All These Books

            These pieces of prose are parts of your soul, put down on paper for all to see. The
world doesn’t wait for them. An audience of indifferent, yawning spectators
watch as you step onto stage every single time, squinting into the spotlight
and trying to get their attention.
            Yet
each act belongs. Each monologue deserves to be heard.
            They’re
journal entries, to be honest. Messy, distorted, blurry diary pages. Made up
characters in made up worlds with real emotions and real meaning. The passion
and confusion of the day goes into these stories that get read late into the
night.
            Some
work better than others. But all have their place.
            The
naïve love story. The guilt-ridden redemption story. The confused longing. The
angry pointing. The darkness and the light.
            These
are pieces of me, for better and often for much worse. But they’re true.
            They
don’t follow formulas. Call me whatever you like, but don’t say I’m
predictable.
            I’m
still learning, still figuring this out, still trying to weave a wonderful
tale.
            I
once dreamt of seeing one of these put into book form. Then I dreamt of several
side-by-side. Then I longed for the day when I did this fulltime.

**RAW DATA:**

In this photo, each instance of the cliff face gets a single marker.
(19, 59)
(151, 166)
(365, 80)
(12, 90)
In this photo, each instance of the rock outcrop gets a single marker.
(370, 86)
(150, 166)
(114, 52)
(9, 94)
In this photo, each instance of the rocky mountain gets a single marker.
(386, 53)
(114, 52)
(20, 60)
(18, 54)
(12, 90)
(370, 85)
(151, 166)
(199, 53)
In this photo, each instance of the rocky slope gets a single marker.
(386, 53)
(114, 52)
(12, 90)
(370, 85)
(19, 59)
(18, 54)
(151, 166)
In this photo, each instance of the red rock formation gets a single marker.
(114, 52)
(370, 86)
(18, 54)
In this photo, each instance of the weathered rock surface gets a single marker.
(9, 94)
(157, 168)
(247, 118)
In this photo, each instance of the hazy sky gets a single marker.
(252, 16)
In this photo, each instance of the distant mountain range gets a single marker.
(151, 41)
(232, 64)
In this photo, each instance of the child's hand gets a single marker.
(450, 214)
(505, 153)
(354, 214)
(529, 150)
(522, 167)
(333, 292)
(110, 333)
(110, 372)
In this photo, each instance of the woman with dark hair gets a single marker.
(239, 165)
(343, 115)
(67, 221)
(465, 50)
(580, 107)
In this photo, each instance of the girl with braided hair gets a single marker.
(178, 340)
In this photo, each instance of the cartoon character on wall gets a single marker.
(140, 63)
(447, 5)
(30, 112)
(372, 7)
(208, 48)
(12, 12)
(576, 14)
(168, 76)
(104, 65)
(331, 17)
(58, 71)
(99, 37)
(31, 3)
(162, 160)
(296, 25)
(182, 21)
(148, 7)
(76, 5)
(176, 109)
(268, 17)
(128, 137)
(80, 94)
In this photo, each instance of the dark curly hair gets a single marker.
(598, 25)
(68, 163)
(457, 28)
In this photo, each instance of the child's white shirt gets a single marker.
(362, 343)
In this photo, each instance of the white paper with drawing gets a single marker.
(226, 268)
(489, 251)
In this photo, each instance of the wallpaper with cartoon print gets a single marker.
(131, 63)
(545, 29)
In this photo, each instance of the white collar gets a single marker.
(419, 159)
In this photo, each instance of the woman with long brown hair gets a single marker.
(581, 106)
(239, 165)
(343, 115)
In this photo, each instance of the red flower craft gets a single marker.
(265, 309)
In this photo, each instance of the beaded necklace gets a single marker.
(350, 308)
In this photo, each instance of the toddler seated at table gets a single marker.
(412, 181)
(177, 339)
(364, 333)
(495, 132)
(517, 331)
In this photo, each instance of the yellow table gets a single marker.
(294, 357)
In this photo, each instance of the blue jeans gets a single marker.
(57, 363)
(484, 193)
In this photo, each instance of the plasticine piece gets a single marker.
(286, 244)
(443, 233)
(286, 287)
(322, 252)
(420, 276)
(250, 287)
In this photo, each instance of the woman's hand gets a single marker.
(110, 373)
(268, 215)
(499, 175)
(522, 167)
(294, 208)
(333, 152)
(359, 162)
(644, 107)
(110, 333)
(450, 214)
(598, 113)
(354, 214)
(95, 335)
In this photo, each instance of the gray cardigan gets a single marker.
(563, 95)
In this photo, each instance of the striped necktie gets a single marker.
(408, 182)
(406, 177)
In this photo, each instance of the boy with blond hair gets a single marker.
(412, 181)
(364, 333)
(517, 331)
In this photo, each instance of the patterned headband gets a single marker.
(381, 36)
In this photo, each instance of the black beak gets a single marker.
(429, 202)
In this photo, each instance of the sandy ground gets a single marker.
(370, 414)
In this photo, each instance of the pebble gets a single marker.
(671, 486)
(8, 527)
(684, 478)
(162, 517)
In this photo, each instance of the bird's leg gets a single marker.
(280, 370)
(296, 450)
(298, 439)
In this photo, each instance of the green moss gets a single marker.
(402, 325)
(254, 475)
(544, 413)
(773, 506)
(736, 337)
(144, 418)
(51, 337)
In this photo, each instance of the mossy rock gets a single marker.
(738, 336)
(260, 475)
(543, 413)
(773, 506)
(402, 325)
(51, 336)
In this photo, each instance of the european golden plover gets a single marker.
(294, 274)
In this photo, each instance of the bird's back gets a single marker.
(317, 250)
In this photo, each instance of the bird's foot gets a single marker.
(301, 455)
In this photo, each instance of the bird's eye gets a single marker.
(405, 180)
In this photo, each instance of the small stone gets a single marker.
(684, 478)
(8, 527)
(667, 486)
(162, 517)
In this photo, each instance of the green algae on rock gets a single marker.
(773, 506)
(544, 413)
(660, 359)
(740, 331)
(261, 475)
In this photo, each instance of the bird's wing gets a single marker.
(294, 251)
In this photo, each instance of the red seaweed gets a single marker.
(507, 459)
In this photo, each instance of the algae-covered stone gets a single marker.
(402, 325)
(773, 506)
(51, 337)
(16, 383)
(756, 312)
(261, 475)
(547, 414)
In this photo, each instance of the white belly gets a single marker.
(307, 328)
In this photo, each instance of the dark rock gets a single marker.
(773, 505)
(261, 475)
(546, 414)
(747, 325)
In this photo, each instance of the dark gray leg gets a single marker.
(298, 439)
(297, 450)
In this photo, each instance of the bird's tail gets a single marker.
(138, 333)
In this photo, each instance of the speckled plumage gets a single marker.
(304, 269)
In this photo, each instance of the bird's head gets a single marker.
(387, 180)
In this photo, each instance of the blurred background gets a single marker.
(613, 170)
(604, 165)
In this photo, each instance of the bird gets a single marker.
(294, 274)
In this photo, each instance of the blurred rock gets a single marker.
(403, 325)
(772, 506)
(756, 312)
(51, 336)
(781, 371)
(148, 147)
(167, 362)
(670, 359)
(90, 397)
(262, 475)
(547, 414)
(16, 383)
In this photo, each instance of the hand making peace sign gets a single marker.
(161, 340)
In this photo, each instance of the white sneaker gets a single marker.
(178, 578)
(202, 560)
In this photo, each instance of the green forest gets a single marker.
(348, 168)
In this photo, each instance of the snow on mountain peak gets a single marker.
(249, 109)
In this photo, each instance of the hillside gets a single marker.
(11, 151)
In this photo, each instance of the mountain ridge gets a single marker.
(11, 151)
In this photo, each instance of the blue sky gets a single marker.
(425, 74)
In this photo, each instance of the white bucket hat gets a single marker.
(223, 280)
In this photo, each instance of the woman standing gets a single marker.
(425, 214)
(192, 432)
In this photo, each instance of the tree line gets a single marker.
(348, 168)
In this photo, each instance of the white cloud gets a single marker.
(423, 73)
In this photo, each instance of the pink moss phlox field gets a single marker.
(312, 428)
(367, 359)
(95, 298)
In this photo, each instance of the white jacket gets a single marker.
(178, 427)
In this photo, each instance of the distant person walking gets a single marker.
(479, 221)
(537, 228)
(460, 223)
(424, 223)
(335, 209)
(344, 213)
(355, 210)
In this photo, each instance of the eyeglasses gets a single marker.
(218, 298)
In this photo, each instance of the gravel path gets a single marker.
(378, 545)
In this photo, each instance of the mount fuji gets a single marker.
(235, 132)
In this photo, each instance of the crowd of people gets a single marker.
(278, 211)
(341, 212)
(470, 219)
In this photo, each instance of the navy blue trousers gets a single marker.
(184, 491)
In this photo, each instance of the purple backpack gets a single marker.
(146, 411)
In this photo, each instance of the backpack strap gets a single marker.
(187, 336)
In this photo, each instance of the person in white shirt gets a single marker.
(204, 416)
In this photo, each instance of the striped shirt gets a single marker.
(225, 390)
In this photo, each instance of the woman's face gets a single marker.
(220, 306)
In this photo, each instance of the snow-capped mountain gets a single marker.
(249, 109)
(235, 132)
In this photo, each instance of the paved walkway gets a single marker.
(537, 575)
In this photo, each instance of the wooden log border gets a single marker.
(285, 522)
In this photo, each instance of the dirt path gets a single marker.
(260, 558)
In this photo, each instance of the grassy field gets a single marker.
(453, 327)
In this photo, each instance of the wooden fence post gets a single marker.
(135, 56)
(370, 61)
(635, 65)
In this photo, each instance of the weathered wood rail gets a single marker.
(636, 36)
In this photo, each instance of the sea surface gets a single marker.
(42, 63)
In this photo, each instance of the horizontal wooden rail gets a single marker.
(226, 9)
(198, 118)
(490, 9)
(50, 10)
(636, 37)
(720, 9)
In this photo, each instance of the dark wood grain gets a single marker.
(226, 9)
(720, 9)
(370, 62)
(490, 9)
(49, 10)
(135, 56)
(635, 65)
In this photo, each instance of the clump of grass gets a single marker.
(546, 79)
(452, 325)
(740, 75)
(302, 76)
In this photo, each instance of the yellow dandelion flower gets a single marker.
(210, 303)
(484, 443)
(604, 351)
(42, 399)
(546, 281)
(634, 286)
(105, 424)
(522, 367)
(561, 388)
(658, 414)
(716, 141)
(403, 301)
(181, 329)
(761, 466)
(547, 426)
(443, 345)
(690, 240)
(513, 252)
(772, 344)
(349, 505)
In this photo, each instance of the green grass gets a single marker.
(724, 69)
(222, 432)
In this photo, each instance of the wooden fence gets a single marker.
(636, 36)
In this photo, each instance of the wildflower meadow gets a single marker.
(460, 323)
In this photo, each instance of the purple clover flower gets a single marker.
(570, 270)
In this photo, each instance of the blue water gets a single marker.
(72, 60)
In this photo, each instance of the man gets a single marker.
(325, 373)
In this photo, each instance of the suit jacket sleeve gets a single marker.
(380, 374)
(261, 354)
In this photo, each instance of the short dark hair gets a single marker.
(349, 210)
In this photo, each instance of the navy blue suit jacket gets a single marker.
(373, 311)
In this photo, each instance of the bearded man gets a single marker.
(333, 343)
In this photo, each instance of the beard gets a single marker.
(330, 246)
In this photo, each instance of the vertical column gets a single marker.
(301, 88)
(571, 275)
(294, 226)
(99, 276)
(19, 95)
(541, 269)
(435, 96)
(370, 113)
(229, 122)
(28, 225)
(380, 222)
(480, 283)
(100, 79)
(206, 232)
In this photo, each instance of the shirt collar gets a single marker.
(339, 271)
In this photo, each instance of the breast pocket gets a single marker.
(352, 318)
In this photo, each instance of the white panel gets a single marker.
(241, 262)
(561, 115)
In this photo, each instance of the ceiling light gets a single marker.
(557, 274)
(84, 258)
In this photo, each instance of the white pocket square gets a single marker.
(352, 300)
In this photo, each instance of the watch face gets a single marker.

**THINGS TO DO:**
**A)** Transcribe a passage from "All These Books." Begin at the words "All These Books" and stop after "to be heard.".
**B)** Answer these questions using "All These Books":
(i) What two words describe the spectators in the audience?
(ii) What does the text say the pieces don't follow?
(iii) What was the first thing the speaker once dreamt of seeing?

**ANSWERS PER TASK:**
**A)**
All These Books

            These pieces of prose are parts of your soul, put down on paper for all to see. The
world doesn’t wait for them. An audience of indifferent, yawning spectators
watch as you step onto stage every single time, squinting into the spotlight
and trying to get their attention.
            Yet
each act belongs. Each monologue deserves to be heard.

**B)**
(i) Indifferent and yawning.
(ii) Formulas.
(iii) One of these pieces put into book form.